Prompt:
Please set down, exactly, the line with "Would you mind indicating the white debris" and all lines that follow it through the end of the records below.

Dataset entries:
==============================
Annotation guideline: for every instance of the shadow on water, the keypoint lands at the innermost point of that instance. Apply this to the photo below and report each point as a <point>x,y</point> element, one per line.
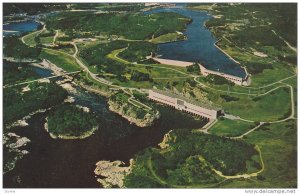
<point>56,163</point>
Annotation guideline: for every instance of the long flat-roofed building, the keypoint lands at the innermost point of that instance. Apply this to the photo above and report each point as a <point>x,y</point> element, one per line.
<point>243,81</point>
<point>184,104</point>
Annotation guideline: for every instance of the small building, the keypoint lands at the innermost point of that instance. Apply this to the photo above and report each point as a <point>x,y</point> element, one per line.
<point>184,104</point>
<point>237,80</point>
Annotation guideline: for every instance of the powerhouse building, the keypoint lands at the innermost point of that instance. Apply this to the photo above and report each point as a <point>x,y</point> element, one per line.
<point>184,104</point>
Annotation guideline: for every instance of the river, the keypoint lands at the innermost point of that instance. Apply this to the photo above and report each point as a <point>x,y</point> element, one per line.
<point>200,44</point>
<point>70,163</point>
<point>18,28</point>
<point>53,163</point>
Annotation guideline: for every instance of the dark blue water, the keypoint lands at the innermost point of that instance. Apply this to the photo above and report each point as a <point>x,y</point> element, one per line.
<point>56,163</point>
<point>39,71</point>
<point>199,47</point>
<point>20,27</point>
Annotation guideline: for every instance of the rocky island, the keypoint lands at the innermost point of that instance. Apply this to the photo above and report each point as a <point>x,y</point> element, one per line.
<point>70,122</point>
<point>123,105</point>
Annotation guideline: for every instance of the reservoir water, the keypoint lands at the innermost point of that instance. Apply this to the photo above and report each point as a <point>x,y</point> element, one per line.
<point>199,46</point>
<point>17,28</point>
<point>55,163</point>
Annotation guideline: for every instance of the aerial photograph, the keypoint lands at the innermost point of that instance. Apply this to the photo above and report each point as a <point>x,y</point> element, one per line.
<point>149,95</point>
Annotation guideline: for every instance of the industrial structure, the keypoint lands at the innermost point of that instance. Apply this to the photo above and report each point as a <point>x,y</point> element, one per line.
<point>186,105</point>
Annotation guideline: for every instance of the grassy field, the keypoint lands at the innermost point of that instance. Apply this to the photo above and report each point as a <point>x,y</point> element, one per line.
<point>29,39</point>
<point>66,62</point>
<point>269,107</point>
<point>277,143</point>
<point>170,37</point>
<point>230,128</point>
<point>46,40</point>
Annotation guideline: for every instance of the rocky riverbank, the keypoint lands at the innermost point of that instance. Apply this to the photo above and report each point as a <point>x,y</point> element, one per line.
<point>112,174</point>
<point>13,147</point>
<point>61,136</point>
<point>128,112</point>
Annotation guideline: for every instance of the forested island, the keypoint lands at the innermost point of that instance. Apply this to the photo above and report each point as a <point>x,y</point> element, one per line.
<point>70,122</point>
<point>133,112</point>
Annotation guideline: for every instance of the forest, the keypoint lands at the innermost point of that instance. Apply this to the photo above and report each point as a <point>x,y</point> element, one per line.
<point>70,120</point>
<point>137,51</point>
<point>41,95</point>
<point>187,158</point>
<point>135,26</point>
<point>13,47</point>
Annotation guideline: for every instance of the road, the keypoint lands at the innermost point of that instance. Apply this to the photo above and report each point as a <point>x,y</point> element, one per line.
<point>247,175</point>
<point>55,36</point>
<point>286,42</point>
<point>36,32</point>
<point>40,79</point>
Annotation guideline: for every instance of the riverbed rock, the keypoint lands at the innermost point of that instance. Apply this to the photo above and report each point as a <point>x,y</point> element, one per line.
<point>112,174</point>
<point>126,111</point>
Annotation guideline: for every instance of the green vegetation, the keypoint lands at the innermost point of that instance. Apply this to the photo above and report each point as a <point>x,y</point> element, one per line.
<point>230,128</point>
<point>136,26</point>
<point>61,59</point>
<point>139,76</point>
<point>32,39</point>
<point>170,37</point>
<point>187,159</point>
<point>69,120</point>
<point>218,80</point>
<point>260,108</point>
<point>250,33</point>
<point>41,95</point>
<point>13,47</point>
<point>132,110</point>
<point>17,72</point>
<point>137,51</point>
<point>95,55</point>
<point>278,146</point>
<point>193,68</point>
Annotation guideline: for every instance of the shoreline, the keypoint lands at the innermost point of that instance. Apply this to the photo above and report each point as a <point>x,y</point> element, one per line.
<point>70,137</point>
<point>147,121</point>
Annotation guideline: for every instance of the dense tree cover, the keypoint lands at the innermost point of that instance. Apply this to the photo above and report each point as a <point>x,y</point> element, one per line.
<point>96,55</point>
<point>41,95</point>
<point>47,33</point>
<point>13,47</point>
<point>140,76</point>
<point>70,120</point>
<point>261,34</point>
<point>137,51</point>
<point>17,72</point>
<point>229,98</point>
<point>218,80</point>
<point>131,25</point>
<point>188,159</point>
<point>131,7</point>
<point>256,67</point>
<point>128,109</point>
<point>289,59</point>
<point>193,68</point>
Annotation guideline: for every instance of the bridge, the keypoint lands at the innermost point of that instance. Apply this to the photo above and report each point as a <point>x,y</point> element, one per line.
<point>40,79</point>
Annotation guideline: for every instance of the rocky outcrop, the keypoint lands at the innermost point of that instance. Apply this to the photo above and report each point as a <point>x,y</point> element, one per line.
<point>112,174</point>
<point>61,136</point>
<point>128,112</point>
<point>13,146</point>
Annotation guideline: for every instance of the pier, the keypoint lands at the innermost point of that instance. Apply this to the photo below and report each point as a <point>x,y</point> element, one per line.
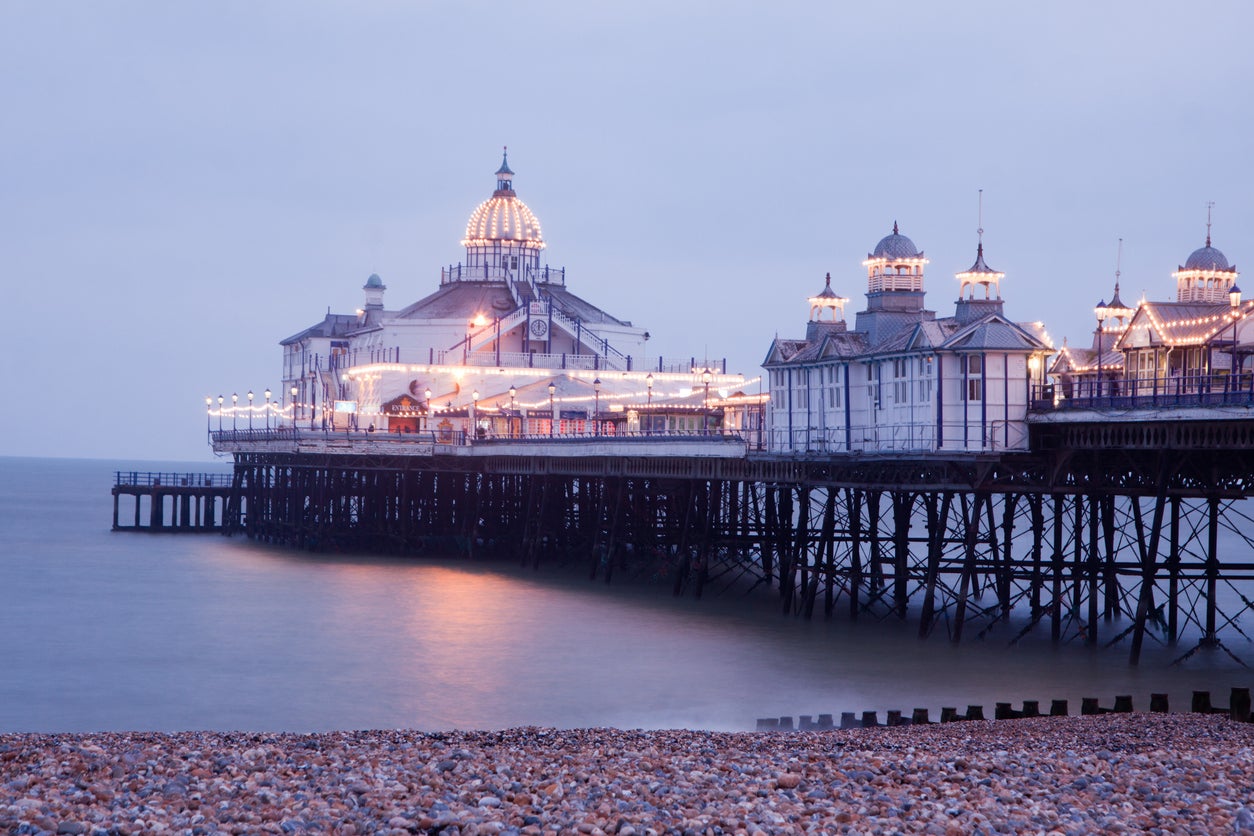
<point>1107,529</point>
<point>173,501</point>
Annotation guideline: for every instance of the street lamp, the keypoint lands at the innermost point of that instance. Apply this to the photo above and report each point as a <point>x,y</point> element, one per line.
<point>1101,312</point>
<point>596,407</point>
<point>509,419</point>
<point>552,410</point>
<point>1234,298</point>
<point>648,402</point>
<point>705,410</point>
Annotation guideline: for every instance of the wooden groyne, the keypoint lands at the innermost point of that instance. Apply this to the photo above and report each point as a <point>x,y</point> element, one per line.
<point>172,501</point>
<point>1238,708</point>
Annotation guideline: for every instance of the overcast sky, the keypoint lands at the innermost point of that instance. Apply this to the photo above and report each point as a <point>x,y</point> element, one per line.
<point>184,184</point>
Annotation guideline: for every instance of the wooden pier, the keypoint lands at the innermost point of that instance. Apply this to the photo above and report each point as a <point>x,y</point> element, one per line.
<point>1104,533</point>
<point>172,503</point>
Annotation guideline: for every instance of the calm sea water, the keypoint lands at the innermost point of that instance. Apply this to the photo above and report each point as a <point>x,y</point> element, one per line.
<point>105,631</point>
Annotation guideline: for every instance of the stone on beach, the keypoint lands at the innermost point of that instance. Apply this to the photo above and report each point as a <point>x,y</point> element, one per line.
<point>1067,775</point>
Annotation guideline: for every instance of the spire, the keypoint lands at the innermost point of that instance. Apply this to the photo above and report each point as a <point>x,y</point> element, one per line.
<point>980,273</point>
<point>1115,302</point>
<point>980,224</point>
<point>504,177</point>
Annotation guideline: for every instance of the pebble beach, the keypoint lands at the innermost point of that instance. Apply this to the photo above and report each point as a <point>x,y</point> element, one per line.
<point>1156,773</point>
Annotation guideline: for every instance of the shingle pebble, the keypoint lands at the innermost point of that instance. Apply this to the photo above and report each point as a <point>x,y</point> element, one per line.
<point>1052,775</point>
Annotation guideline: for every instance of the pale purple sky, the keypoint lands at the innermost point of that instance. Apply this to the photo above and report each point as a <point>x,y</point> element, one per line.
<point>184,184</point>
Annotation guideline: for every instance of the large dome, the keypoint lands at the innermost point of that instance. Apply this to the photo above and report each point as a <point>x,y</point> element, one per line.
<point>503,218</point>
<point>895,246</point>
<point>1206,258</point>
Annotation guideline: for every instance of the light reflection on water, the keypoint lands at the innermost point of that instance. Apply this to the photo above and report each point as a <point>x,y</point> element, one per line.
<point>108,631</point>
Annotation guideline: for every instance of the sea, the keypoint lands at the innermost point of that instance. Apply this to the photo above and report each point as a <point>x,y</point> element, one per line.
<point>104,631</point>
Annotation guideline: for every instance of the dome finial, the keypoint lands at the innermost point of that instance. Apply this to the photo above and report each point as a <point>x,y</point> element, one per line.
<point>504,163</point>
<point>980,221</point>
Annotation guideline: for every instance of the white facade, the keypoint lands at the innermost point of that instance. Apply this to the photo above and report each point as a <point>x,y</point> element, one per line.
<point>904,380</point>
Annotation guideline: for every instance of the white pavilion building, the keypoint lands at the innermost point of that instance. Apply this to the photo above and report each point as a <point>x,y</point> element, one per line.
<point>1195,344</point>
<point>902,379</point>
<point>500,347</point>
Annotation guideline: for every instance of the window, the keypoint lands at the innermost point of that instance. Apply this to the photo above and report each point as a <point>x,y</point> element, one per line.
<point>973,374</point>
<point>927,369</point>
<point>900,385</point>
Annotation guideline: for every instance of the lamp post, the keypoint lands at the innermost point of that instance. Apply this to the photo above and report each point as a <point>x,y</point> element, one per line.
<point>1234,300</point>
<point>596,407</point>
<point>705,410</point>
<point>648,401</point>
<point>1100,312</point>
<point>552,409</point>
<point>509,420</point>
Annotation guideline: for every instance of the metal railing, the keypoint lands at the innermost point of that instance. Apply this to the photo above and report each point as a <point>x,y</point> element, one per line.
<point>459,438</point>
<point>1146,394</point>
<point>153,479</point>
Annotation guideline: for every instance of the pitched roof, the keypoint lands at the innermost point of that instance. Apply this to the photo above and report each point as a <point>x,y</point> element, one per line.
<point>334,325</point>
<point>1179,322</point>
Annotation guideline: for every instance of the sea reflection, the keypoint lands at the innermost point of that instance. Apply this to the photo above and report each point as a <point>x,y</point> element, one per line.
<point>108,631</point>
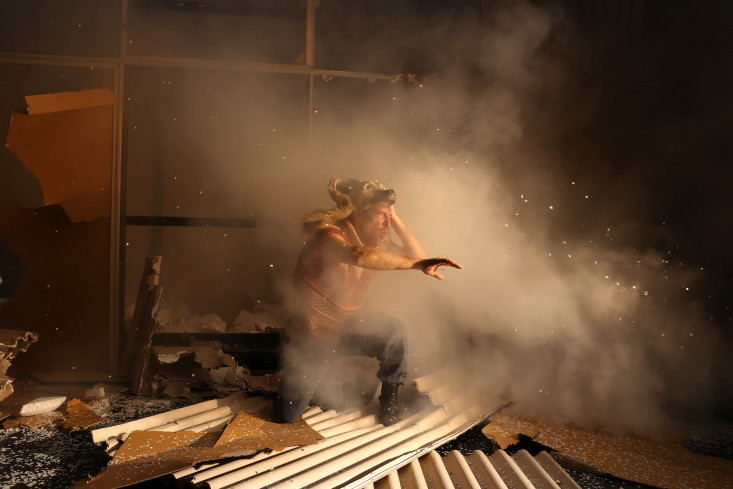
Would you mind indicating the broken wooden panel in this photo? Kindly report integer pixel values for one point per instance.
(65, 139)
(192, 364)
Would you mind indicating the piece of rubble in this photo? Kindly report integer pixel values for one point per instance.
(11, 343)
(80, 415)
(95, 391)
(42, 405)
(33, 422)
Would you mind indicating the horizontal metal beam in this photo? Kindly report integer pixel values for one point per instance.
(189, 63)
(218, 222)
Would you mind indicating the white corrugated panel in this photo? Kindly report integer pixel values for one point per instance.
(358, 451)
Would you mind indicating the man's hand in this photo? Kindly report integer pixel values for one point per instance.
(429, 266)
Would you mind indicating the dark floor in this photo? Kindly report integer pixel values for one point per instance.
(48, 457)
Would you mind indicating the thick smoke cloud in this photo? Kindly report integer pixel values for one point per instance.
(560, 306)
(555, 308)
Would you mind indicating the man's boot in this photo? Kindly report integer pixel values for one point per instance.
(388, 403)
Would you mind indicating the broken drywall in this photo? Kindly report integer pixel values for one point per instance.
(11, 343)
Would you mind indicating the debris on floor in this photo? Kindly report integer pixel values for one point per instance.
(79, 415)
(42, 405)
(657, 462)
(179, 439)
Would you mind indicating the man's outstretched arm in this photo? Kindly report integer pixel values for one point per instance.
(410, 243)
(378, 259)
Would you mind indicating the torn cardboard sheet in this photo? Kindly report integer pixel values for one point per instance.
(657, 462)
(65, 139)
(11, 343)
(146, 455)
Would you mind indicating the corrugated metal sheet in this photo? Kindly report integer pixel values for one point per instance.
(358, 451)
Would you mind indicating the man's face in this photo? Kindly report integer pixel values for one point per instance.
(372, 225)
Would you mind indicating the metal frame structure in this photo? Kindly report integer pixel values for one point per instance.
(118, 65)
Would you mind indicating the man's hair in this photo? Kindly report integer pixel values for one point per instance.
(350, 195)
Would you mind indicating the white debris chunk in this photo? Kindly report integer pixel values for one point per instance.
(42, 405)
(96, 391)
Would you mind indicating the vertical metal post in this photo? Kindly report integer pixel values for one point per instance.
(310, 62)
(116, 224)
(310, 34)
==============================
Answer:
Would you mind indicating the white debris chunk in this photo? Kindly report integer pixel values for one point per instance.
(42, 405)
(96, 391)
Would you mind indicating the vertical metal post in this photo? Kindly report integer pixel values for one point per instance.
(310, 62)
(116, 224)
(310, 34)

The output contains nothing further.